**Exercise 1**: In the mailing-list post, which program was used to derive the substrate's charges?
**Exercise 2**: Reproduce everything in the mailing-list post from "Subject: Re: [AMBER]" down to "analogue in Amber10.".

**Text shown**:
-------
AMBER Archive (2009)

Subject: Re: [AMBER] RED: Charge derivation of transtion state analogue

From: FyD (fyd_at_q4md-forcefieldtools.org)
Date: Sun Jul 05 2009 - 04:39:13 CDT


Dear Manoj Singh,

> I am trying to study binding properties of one substrate and
> its transition state analogue in Amber10.
>
> I derived charges of the substrate in RED-III, using its single orientation
> and single conformation.
>
> For transition state analogue I have change the bond length of partial
> breaking bonds and constraint the partial formed bond distance using
> distance based restrain, consistence to the previous quantum study for the
> reaction mechanism (method is similar to Angw. Chem. Int. Ed. Volume 45
> Issue 4 <http://www3.interscience.wiley.com/journal/112226663/issue>,
> Pages 653 - 657,
> used with other system). I ran the molecular dynamics of the this system
> to equilibrate the structure according to the new bond lengths at reaction
> center. Now, I want to fit the charges of substrate, water molecule and the
> amino acids taking part in reaction (there are two amino acid and a water
> molecule along with substrate forms the reaction center). I want to retain
> the bond lengths of partial bands during the charge fitting process.
-------
[Photo-based point labeling records]
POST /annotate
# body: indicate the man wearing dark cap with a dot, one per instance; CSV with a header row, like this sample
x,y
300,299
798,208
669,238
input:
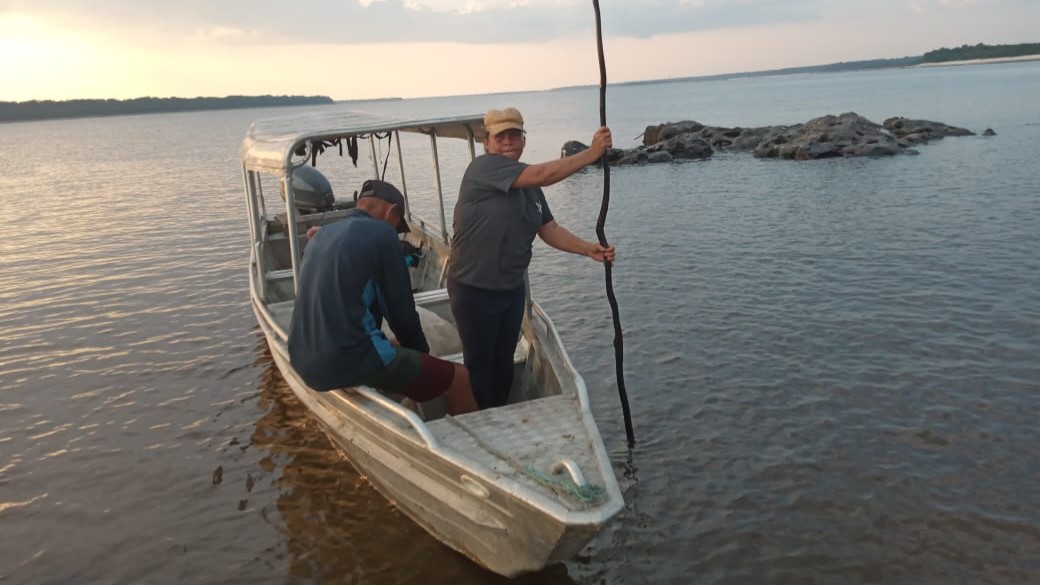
-------
**Task solution 1**: RED-III

**Task solution 2**:
Subject: Re: [AMBER] RED: Charge derivation of transtion state analogue

From: FyD (fyd_at_q4md-forcefieldtools.org)
Date: Sun Jul 05 2009 - 04:39:13 CDT


Dear Manoj Singh,

> I am trying to study binding properties of one substrate and
> its transition state analogue in Amber10.